(Data excerpts)
------------------------------
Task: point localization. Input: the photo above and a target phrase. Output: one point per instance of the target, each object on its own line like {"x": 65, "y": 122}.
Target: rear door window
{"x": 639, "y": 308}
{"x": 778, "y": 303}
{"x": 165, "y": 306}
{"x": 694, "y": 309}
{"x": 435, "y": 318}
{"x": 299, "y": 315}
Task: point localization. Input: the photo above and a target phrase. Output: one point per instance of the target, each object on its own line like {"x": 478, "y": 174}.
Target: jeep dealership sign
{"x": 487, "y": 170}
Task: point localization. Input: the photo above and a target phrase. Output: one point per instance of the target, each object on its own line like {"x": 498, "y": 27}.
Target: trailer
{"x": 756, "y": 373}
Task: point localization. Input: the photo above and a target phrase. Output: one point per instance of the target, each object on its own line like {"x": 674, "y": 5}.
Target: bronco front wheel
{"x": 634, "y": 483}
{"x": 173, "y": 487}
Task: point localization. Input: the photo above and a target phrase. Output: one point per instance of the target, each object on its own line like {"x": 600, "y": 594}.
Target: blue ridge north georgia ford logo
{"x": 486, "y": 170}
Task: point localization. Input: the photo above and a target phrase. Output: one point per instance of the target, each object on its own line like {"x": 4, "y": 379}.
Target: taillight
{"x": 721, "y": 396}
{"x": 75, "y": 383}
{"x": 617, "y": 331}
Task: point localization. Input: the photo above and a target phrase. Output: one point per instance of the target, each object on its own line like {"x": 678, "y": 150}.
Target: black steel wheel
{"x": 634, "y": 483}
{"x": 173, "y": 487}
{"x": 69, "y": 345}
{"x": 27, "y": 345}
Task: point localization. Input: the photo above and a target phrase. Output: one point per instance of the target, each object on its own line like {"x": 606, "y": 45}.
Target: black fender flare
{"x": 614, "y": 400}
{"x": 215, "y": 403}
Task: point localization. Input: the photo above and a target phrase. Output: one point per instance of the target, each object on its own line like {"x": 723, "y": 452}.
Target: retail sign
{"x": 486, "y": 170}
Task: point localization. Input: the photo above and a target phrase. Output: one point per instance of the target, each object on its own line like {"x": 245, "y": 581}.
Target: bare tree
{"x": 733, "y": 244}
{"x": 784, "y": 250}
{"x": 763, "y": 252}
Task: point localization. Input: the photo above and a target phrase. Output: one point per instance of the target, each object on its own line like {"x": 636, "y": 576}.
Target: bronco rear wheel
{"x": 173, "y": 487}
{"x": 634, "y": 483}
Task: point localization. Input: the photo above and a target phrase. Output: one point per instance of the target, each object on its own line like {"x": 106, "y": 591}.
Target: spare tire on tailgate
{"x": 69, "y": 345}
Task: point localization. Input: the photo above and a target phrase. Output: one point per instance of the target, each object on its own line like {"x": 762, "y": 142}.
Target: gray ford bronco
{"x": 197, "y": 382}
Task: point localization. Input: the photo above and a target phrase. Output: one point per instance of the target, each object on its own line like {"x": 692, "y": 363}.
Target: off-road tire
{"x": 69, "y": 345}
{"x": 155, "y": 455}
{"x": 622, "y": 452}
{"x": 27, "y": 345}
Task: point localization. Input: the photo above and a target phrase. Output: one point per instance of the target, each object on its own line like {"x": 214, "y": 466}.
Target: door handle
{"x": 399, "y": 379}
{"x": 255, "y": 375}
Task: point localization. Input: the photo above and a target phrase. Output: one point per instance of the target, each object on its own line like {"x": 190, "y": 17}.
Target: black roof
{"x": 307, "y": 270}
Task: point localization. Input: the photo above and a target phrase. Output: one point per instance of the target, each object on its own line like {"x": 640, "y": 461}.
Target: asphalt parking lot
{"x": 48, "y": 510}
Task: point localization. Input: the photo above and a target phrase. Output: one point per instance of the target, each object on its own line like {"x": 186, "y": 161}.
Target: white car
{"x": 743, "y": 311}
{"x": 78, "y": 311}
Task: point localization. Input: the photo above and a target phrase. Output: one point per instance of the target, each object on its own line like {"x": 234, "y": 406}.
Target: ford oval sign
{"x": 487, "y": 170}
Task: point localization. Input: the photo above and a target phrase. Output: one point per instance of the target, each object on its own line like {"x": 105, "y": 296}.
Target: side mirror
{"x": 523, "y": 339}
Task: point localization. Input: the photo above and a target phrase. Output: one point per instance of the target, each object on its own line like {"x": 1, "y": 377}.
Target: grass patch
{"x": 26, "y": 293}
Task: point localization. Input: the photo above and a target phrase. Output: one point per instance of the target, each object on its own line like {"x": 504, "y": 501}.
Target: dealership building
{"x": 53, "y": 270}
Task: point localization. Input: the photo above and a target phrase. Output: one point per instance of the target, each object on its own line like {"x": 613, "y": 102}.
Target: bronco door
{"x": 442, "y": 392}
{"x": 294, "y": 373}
------------------------------
* Assignment
With nothing left out, copy every record exactly.

* Worked solution
Task: point localization. Input: the photo above and a target phrase. Output: one point per instance of the target, each object on its own line like {"x": 65, "y": 122}.
Target: rear door window
{"x": 639, "y": 308}
{"x": 778, "y": 303}
{"x": 165, "y": 306}
{"x": 694, "y": 309}
{"x": 435, "y": 318}
{"x": 299, "y": 315}
Task: point localization. Input: the photo above and a target phrase. Output: one point per instance of the target, each object on its own line like {"x": 478, "y": 174}.
Target: jeep dealership sign
{"x": 487, "y": 170}
Task: point localization. Input: the photo above and a target phrase. Output: one point per instance of the target, each object on its own line like {"x": 498, "y": 27}.
Target: trailer
{"x": 756, "y": 373}
Task: point localization. Input: the photo above and a target phrase. Output: one point per instance of the target, each object on its own line like {"x": 674, "y": 5}.
Target: bronco front wheel
{"x": 634, "y": 483}
{"x": 173, "y": 487}
Task: point localization. Input: the photo above and a target phrase. Output: one point per instance of the target, each object on its own line like {"x": 600, "y": 594}.
Target: blue ridge north georgia ford logo
{"x": 486, "y": 170}
Task: point localization. Input: the photo above and a target phrase. Output: one point per instance of the target, each object on its own line like {"x": 4, "y": 379}.
Target: taillight
{"x": 721, "y": 396}
{"x": 75, "y": 383}
{"x": 617, "y": 331}
Task: point localization. Input: the photo above and a target phrase. Output: one point per instance of the target, each object on its own line like {"x": 678, "y": 150}.
Target: black steel wheel
{"x": 634, "y": 483}
{"x": 173, "y": 487}
{"x": 69, "y": 345}
{"x": 27, "y": 345}
Task: point localization. Input: the photo above and a target phrase. Output: one point per instance of the target, each object on its own line like {"x": 606, "y": 45}.
Target: black fender flare
{"x": 614, "y": 400}
{"x": 215, "y": 403}
Task: point localization. Input: the photo above and a target phrase. Output: one point per instance of the target, each object on its own line like {"x": 723, "y": 452}.
Target: retail sign
{"x": 486, "y": 170}
Task: point localization. Input: the photo above and a target phrase. Output: one point per instance of the target, each object on its own line like {"x": 245, "y": 581}.
Target: bare tree
{"x": 733, "y": 244}
{"x": 784, "y": 250}
{"x": 763, "y": 252}
Task: point localization. Input: the photo above and a target phrase. Output: one point per instance of the target, each object on its own line like {"x": 636, "y": 576}.
Target: bronco rear wheel
{"x": 173, "y": 487}
{"x": 634, "y": 483}
Task: point localization. Input: the photo above and a target phrase. Output: one point per instance of the target, each object on its own line like {"x": 106, "y": 591}.
Target: spare tire on tailgate
{"x": 69, "y": 345}
Task: point localization. Input: the photo above and a target phrase. Output: one point per instance of the target, each object on its own line like {"x": 762, "y": 142}.
Target: gray ford bronco
{"x": 197, "y": 382}
Task: point localization. Input: the photo above and a target phrase. Output: one point per instance of the target, each object on its own line like {"x": 692, "y": 363}.
Target: off-road tire
{"x": 69, "y": 345}
{"x": 155, "y": 455}
{"x": 622, "y": 452}
{"x": 27, "y": 345}
Task: point localization. Input: the photo above and a target phrase. Output: one point per instance of the target, each object on its own line like {"x": 214, "y": 466}.
Target: door handle
{"x": 399, "y": 379}
{"x": 255, "y": 375}
Task: point localization. Input: the photo above and a target phrase. Output: one point per instance of the target, each object on its own line like {"x": 190, "y": 17}.
Target: black roof
{"x": 307, "y": 270}
Task: point localization. Input: the photo above and a target phrase. Output: one point per instance of the target, each object on its own line like {"x": 640, "y": 461}.
Target: asphalt parking lot
{"x": 48, "y": 510}
Task: point localization. Input: the photo above and a target phrase. Output: one point per instance of the target, each object on its own line like {"x": 186, "y": 161}.
Target: white car
{"x": 743, "y": 311}
{"x": 78, "y": 311}
Task: point localization. Input: the photo above and a target phrase. Output: one point per instance of the target, each object on its own line like {"x": 234, "y": 406}.
Target: ford oval sign
{"x": 487, "y": 170}
Task: point localization. Input: the photo above and a target phrase. Output: one point per instance of the target, each object on its own line like {"x": 105, "y": 296}.
Target: side mirror
{"x": 523, "y": 339}
Task: point localization. Input: the photo above and a target phrase. Output: one point per instance of the target, each object on its own line like {"x": 1, "y": 377}.
Target: grass patch
{"x": 26, "y": 293}
Task: point localization. Input: the photo above and a target phrase. Output: one point per instance of the target, each object on its own line like {"x": 504, "y": 501}.
Target: dealership building
{"x": 53, "y": 270}
Task: point localization. Input: the photo above and a target phrase. Output: one point per instance of the target, each object on its own line like {"x": 613, "y": 102}.
Target: bronco door
{"x": 442, "y": 392}
{"x": 294, "y": 373}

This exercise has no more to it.